__REQUIRED TASK__.
Could you copy every one of the entries below word for word, leaving the pictures out?
-=-=-
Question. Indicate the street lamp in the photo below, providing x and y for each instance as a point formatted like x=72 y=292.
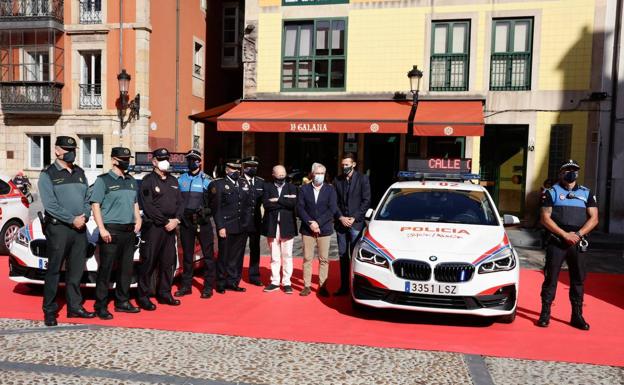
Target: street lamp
x=124 y=103
x=414 y=76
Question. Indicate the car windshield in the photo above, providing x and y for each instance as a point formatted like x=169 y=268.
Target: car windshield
x=435 y=205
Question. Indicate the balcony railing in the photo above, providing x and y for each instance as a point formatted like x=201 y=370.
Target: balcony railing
x=90 y=12
x=90 y=97
x=510 y=72
x=31 y=9
x=31 y=98
x=449 y=72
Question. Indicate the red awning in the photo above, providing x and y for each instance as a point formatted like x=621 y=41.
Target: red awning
x=318 y=116
x=449 y=118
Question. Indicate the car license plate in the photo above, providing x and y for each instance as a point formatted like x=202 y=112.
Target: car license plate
x=430 y=288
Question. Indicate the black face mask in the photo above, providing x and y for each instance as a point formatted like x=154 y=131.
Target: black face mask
x=234 y=175
x=123 y=164
x=69 y=156
x=570 y=176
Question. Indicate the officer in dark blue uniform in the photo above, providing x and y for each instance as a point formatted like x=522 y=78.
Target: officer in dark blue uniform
x=256 y=183
x=196 y=224
x=163 y=207
x=231 y=197
x=569 y=213
x=116 y=212
x=63 y=189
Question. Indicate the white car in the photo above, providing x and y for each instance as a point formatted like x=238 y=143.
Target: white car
x=13 y=212
x=437 y=246
x=28 y=263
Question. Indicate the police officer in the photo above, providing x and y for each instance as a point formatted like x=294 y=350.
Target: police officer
x=116 y=212
x=569 y=213
x=63 y=188
x=196 y=224
x=163 y=207
x=232 y=201
x=256 y=183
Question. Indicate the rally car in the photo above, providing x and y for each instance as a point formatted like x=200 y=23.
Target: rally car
x=437 y=244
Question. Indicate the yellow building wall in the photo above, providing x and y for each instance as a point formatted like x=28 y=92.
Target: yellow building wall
x=578 y=120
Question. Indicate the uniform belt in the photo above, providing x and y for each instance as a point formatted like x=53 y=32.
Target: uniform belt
x=120 y=227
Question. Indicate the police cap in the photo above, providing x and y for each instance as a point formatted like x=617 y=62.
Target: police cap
x=65 y=142
x=193 y=154
x=570 y=163
x=161 y=153
x=121 y=152
x=233 y=163
x=251 y=160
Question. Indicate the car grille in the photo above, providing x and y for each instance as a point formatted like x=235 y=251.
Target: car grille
-=-=-
__WRITTEN SOLUTION__.
Question. Indicate the street lamp in the photo below, providing x and y for each instance as a point formatted like x=72 y=292.
Target: street lamp
x=124 y=103
x=414 y=76
Question. Indicate the car windshield in the photo above, providing x and y for each instance as a point formatted like x=169 y=268.
Target: car windshield
x=435 y=205
Question. Indicate the balcony railing in the photo above, providing x and y for each instance as a point formatted like x=201 y=370.
Target: balcony railing
x=90 y=12
x=90 y=97
x=510 y=72
x=31 y=9
x=31 y=98
x=449 y=72
Question. Indicate the red awning in the photo above, providing x and y for each instance as a point formatted like x=621 y=41.
Target: red awning
x=318 y=116
x=449 y=118
Question. Indicate the car license plate in the photo above, providing x and y for each instance as a point formatted like x=202 y=112.
Target: car license plate
x=430 y=288
Question. Indicate the black face mask in the photo above, providing x and y for each instance as a point formatted like x=154 y=131.
Target: black face mask
x=234 y=175
x=123 y=164
x=69 y=156
x=570 y=176
Question. Indicate the officer in dark blue uniform in the photo above, providing x and y for each instance as a point formatted like x=522 y=78.
Target: officer in dark blue uniform
x=256 y=183
x=196 y=224
x=163 y=207
x=231 y=197
x=569 y=213
x=116 y=212
x=63 y=189
Question. Indicate the white car in the photo above, providing x and y for each instance as a point formatted like x=238 y=143.
Target: white car
x=13 y=212
x=437 y=246
x=28 y=263
Question. Indicate the police officer in the photo above, providing x and y for each instance as a point formatted like x=294 y=350.
Target: police officer
x=116 y=212
x=569 y=213
x=63 y=188
x=196 y=224
x=163 y=207
x=232 y=201
x=256 y=183
Question. Indicate the rally car in the photo above, providing x and y for each instance as a point formatted like x=200 y=23.
Target: rally car
x=437 y=244
Question. Indicate the yellow building wall in the photo above, providing x and y for each instance as a point formatted like x=28 y=92.
Target: yellow building wall
x=578 y=120
Question. Indicate the uniform belt in the photo above, providing x and y for each instance as a point formatted like x=53 y=32.
Target: uniform belt
x=120 y=227
Question. Indicate the police cap in the photo above, providing x and y for each instance as a point formatted like x=617 y=62.
Target: police cap
x=65 y=142
x=193 y=154
x=570 y=163
x=161 y=153
x=121 y=152
x=233 y=163
x=251 y=160
Question. Indicate the car grille in the photo above, providing x and y for each instance as a point formatted like x=235 y=251.
Target: car grille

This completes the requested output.